**Exercise objective**
Report how many lines of the following entries include the string "each"; respond with the number alone.

**Data for this task**
——————————

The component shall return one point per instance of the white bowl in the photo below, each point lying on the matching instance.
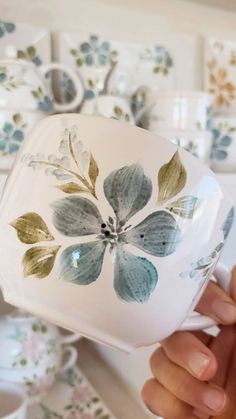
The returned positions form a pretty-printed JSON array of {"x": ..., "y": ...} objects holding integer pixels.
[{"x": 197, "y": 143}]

——————————

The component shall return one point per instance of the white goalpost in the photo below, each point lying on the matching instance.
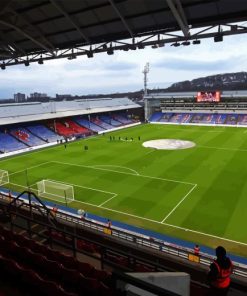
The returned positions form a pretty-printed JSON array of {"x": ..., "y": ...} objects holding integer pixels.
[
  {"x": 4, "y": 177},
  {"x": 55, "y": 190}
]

——————————

**Result of this exercise**
2